** Data for this task **
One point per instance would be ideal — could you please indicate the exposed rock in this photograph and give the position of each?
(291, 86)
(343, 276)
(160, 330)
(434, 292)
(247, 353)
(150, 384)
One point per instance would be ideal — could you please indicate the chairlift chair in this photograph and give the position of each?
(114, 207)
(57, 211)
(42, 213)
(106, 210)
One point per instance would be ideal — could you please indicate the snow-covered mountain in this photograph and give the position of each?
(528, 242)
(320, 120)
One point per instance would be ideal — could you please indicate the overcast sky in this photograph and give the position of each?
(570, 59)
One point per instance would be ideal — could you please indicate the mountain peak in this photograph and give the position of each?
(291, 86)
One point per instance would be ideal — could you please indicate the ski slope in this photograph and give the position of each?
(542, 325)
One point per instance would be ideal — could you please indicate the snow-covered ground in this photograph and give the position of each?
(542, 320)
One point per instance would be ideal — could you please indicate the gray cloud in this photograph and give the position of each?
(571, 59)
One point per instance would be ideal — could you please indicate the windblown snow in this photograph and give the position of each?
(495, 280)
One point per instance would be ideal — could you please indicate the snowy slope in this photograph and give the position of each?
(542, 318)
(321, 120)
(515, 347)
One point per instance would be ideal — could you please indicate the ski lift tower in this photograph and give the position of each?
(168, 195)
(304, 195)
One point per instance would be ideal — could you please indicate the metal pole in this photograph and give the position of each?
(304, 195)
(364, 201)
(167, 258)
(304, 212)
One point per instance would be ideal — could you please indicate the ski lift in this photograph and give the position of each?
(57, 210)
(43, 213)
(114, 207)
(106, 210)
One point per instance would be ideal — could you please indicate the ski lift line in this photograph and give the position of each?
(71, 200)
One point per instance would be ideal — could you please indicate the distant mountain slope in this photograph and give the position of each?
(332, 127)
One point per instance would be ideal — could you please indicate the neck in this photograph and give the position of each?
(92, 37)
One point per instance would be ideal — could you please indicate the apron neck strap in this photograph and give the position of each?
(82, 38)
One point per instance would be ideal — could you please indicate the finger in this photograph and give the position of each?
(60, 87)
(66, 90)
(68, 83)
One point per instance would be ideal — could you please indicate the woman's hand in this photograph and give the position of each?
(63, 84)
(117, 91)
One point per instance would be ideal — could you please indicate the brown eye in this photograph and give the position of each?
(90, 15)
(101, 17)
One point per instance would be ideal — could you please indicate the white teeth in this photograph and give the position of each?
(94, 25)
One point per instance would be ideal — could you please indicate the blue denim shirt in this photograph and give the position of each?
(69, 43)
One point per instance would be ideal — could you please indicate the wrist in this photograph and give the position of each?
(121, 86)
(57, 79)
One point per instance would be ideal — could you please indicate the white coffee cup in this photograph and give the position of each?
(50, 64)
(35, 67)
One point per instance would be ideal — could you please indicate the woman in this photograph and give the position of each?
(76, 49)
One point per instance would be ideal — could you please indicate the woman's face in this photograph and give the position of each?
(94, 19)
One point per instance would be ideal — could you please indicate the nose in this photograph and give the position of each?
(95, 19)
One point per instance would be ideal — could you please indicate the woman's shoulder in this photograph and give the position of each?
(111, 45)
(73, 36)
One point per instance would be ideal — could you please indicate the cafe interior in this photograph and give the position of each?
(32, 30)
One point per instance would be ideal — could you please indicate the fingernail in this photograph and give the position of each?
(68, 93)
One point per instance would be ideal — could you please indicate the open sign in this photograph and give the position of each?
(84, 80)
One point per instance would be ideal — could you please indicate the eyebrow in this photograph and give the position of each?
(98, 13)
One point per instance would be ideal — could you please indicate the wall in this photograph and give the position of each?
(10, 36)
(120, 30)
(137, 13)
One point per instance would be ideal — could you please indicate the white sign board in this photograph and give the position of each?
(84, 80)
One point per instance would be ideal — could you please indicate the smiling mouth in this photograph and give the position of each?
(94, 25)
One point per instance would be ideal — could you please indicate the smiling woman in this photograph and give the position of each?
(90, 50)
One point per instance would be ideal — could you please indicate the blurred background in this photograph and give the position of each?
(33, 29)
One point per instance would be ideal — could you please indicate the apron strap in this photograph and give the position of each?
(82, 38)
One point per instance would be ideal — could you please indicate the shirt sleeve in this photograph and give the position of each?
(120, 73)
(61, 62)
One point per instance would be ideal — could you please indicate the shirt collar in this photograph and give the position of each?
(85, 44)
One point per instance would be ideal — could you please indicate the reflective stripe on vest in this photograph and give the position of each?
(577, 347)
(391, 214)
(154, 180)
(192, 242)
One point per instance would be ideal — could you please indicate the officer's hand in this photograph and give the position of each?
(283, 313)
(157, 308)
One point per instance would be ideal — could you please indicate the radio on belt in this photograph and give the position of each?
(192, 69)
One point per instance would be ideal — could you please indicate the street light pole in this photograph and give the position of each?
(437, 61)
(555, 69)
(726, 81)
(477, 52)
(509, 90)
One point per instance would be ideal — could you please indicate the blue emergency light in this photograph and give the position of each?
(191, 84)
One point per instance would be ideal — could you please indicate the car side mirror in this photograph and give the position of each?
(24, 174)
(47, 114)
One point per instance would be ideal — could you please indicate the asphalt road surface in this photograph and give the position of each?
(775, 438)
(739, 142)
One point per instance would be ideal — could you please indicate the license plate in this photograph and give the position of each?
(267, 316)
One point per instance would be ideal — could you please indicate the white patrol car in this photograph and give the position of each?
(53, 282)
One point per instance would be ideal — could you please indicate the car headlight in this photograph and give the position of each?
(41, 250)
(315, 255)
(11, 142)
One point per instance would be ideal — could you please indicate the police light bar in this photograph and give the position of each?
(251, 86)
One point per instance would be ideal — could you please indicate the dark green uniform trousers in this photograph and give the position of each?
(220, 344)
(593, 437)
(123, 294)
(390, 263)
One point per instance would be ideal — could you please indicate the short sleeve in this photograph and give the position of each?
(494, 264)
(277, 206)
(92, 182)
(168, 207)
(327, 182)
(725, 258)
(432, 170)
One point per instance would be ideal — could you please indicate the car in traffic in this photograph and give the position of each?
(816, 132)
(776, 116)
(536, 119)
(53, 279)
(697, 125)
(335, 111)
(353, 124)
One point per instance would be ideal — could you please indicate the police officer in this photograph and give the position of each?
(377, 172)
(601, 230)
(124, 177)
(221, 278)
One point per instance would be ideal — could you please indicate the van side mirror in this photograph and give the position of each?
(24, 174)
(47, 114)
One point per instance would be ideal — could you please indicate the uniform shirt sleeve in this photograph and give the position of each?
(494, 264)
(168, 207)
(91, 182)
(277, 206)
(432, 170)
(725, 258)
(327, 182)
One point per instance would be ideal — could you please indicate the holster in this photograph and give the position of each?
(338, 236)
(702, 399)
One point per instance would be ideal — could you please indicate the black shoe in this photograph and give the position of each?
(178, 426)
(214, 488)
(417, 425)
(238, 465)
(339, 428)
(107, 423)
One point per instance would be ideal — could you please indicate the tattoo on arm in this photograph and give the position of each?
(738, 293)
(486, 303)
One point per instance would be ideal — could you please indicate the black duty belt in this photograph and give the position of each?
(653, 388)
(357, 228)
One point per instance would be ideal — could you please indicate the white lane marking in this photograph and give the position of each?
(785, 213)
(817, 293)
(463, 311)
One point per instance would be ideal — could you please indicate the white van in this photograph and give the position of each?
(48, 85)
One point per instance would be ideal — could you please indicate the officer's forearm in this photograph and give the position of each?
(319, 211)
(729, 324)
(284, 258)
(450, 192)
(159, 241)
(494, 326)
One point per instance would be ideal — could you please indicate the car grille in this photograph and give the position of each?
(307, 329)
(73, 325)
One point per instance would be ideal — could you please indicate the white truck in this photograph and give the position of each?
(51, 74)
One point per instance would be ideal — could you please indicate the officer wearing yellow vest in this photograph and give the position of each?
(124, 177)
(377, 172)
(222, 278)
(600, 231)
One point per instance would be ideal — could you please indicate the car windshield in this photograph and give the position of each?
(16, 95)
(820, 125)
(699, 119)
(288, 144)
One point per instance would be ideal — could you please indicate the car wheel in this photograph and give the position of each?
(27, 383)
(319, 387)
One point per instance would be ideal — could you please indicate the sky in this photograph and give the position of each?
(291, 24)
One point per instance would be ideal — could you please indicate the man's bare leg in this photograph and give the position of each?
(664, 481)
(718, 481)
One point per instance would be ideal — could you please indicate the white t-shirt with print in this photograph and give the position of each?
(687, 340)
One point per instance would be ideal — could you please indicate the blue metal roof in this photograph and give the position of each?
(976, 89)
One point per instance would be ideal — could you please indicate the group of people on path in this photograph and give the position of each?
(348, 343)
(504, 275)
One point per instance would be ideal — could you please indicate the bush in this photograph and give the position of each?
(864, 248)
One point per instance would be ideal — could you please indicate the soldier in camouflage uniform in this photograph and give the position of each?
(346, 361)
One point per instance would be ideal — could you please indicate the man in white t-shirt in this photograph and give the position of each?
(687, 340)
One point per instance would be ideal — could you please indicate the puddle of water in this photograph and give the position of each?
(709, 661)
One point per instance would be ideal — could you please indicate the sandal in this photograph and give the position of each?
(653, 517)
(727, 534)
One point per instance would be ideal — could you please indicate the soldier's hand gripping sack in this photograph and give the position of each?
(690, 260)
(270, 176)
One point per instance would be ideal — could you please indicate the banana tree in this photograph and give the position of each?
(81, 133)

** Stated goal **
Update the items from the line containing "indicate the group" through the end, changing "sandal" to "flip-flop" and leaving everything else as is.

** Response to this task **
One point per instance would be ideal — could you please indicate the group of people on path in this photograph and give the position of each?
(348, 343)
(504, 275)
One point per instance would be ideal — could you please indicate the bush in this photograph and give the position of each?
(864, 248)
One point per instance would be ideal — could you please indicate the soldier in camouflage uniform in this photograph and give the position of each?
(346, 361)
One point per instance would be ideal — could you please indicate the man in white t-shirt in this photograph and give the position of each?
(687, 340)
One point per instance would be ideal — could you please indicate the puddle of water in this photograph and give the position of each?
(709, 661)
One point per instance would be ideal — could you please indicate the flip-flop in this photograph and give the position of each?
(653, 517)
(727, 534)
One point per instance would be ideal — could you please indicate the soldier's hand gripping sack in this photograph and give the position of each?
(690, 260)
(270, 176)
One point per instance would be ideal — could you please indicate the banana tree in this photograph and give the position of each?
(81, 133)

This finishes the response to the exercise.